» COMPITI:
1 – Elenca tutti gli aspetti che, secondo il brano sulla riforma agraria, la riforma dovrà prendere in considerazione.
2 – Per favore, riprendi il brano sulla riforma agraria e proseguilo a partire dalla sua ultima frase.

» BRANO DEL DOCUMENTO:
%%

Federici Maria dichiara di accettare questa nuova formulazione dell'articolo, in quanto non esclude il concetto già espresso dall'onorevole Corbi di promuovere l'elevazione materiale e morale dei lavoratori. Nella riforma agraria c'è il concetto economico, prevalente, della maggiore e migliore utilizzazione del suolo; vi è però anche un concetto di carattere etico che, praticamente, è alla radice della riforma, e cioè quello che porta alla considerazione che la classe dei lavoratori ha particolare bisogno di vedere, attraverso questa riforma, finalmente risolto il problema della sua elevazione morale. Non si potrà mai pensare ad una elevazione dei ceti contadini, specie nell'Italia centrale e meridionale, se non attraverso questa riforma che dovrà prendere in considerazione non solo la ripartizione terriera, ma, per esempio, anche le abitazioni, le scuole rurali, ecc.

%%

» VOCI FORNITE:
%%

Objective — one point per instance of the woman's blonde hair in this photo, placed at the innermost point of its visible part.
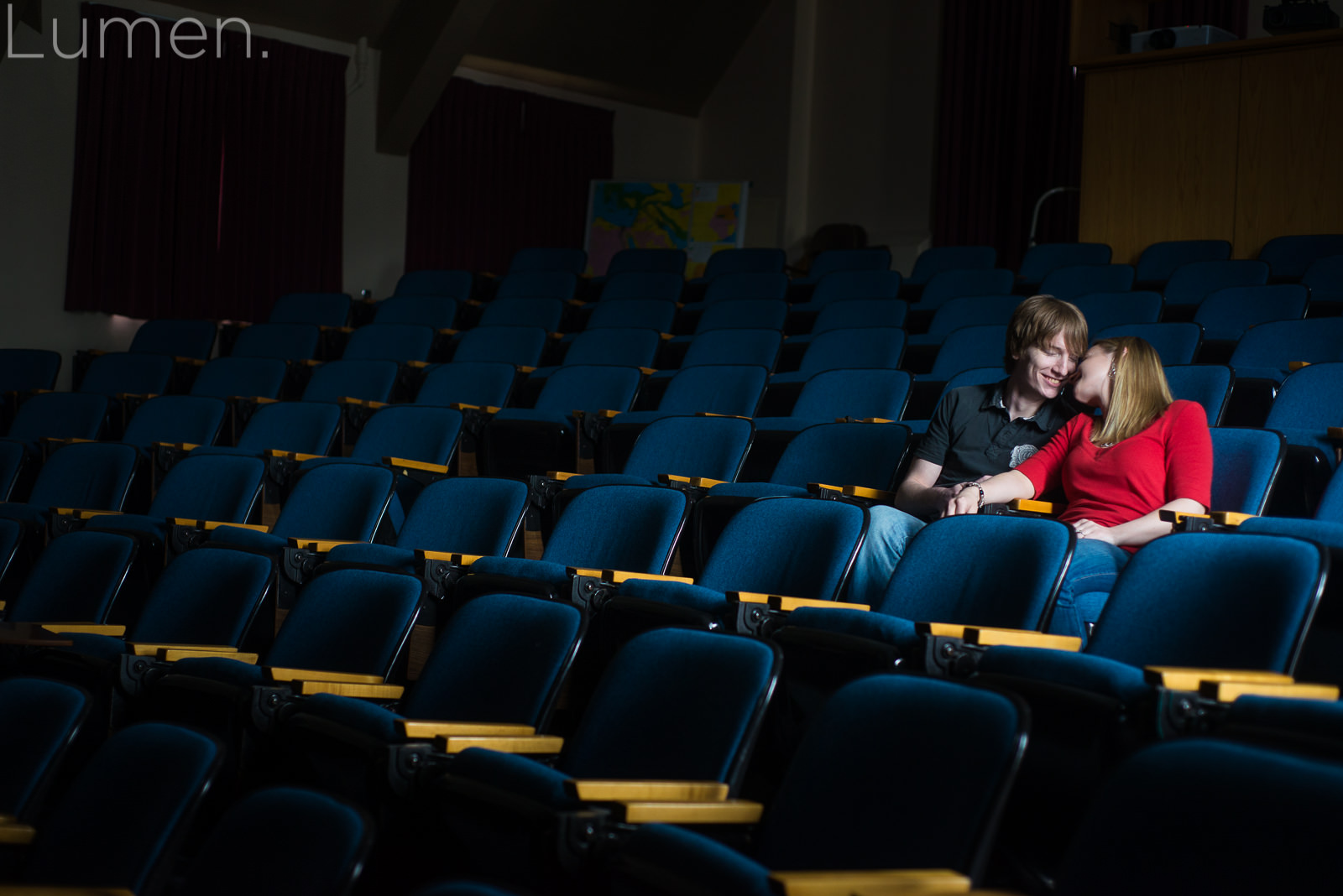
(1139, 392)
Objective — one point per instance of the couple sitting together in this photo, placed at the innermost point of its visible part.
(1121, 450)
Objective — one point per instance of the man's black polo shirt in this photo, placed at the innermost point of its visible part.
(970, 435)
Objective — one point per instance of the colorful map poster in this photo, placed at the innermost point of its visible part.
(700, 217)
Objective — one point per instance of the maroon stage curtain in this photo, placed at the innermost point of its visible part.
(207, 187)
(1009, 127)
(496, 169)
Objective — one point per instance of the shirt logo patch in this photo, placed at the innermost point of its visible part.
(1020, 454)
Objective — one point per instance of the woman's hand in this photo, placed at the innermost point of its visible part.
(1087, 529)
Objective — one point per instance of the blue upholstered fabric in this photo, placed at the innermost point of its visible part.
(1161, 259)
(121, 812)
(389, 342)
(452, 284)
(326, 844)
(39, 719)
(317, 309)
(238, 376)
(951, 258)
(74, 580)
(118, 372)
(1252, 817)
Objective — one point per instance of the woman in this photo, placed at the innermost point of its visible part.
(1143, 454)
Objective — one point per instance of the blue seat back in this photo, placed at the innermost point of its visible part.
(1190, 284)
(1037, 550)
(218, 487)
(755, 346)
(969, 347)
(1208, 384)
(645, 284)
(316, 309)
(546, 259)
(844, 454)
(456, 284)
(465, 514)
(848, 349)
(86, 474)
(348, 620)
(285, 341)
(854, 393)
(414, 432)
(206, 596)
(342, 502)
(951, 258)
(306, 427)
(624, 528)
(708, 447)
(950, 284)
(1044, 259)
(237, 376)
(1228, 314)
(588, 388)
(1159, 260)
(436, 311)
(1291, 257)
(1079, 279)
(192, 419)
(955, 746)
(76, 578)
(635, 721)
(500, 659)
(715, 388)
(367, 380)
(1111, 309)
(181, 338)
(1212, 600)
(1246, 464)
(389, 342)
(524, 313)
(792, 546)
(118, 372)
(125, 810)
(1175, 342)
(474, 383)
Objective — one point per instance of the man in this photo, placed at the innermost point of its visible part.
(978, 432)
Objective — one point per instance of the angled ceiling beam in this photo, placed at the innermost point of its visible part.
(421, 49)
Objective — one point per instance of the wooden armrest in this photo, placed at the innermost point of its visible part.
(15, 835)
(844, 883)
(615, 576)
(317, 544)
(536, 743)
(609, 790)
(148, 649)
(174, 654)
(212, 524)
(1020, 638)
(696, 482)
(280, 674)
(1229, 518)
(456, 560)
(1228, 691)
(80, 513)
(415, 464)
(1033, 506)
(729, 812)
(85, 628)
(427, 730)
(351, 690)
(1189, 678)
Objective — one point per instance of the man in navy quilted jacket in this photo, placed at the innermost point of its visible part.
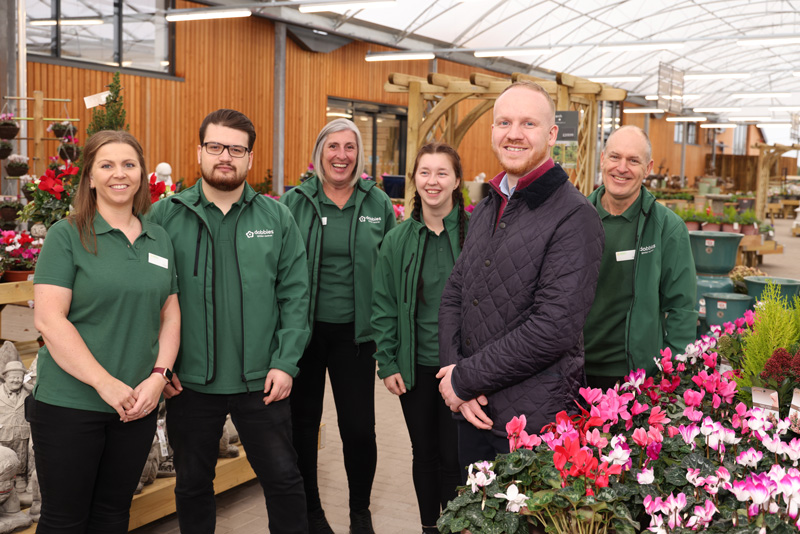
(512, 312)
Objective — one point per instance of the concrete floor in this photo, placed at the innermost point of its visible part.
(242, 510)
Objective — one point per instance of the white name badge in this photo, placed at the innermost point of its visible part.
(626, 255)
(158, 260)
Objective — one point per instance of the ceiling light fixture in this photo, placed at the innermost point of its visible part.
(716, 110)
(686, 119)
(715, 75)
(761, 95)
(207, 14)
(394, 56)
(318, 8)
(643, 110)
(65, 22)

%%

» RISPOSTE:
1 –
- la ripartizione terriera
- le abitazioni
- le scuole rurali

2 –
Togni si associa alla collega Federici, in quanto effettivamente, sia nella forma che nella sostanza, l'articolo — secondo la formulazione odierna dell'onorevole Taviani — è più completo proprio per le considerazioni fatte dall'onorevole Corbi.

Pur ritenendo che il secondo comma sia sufficientemente chiaro perché, quando si parla di limiti alla proprietà è evidente che questi riguardano l'eccesso della proprietà, tuttavia, volendo ricorrere ad una maggiore precisazione, sarebbe dell'opinione di aggiungere il controllo da parte dello Stato affinché non sorgano eccessive proprietà terriere, che sono antisociali e contrarie all'interesse della produzione nazionale. D'altra parte tale riferimento è già incluso nella nuova formulazione. A suo avviso, quindi, non è necessario attardarsi in ricerche o in riesumazioni di articoli già approvati, ma è meglio esaminare la formula definitiva proposta dal collega Taviani.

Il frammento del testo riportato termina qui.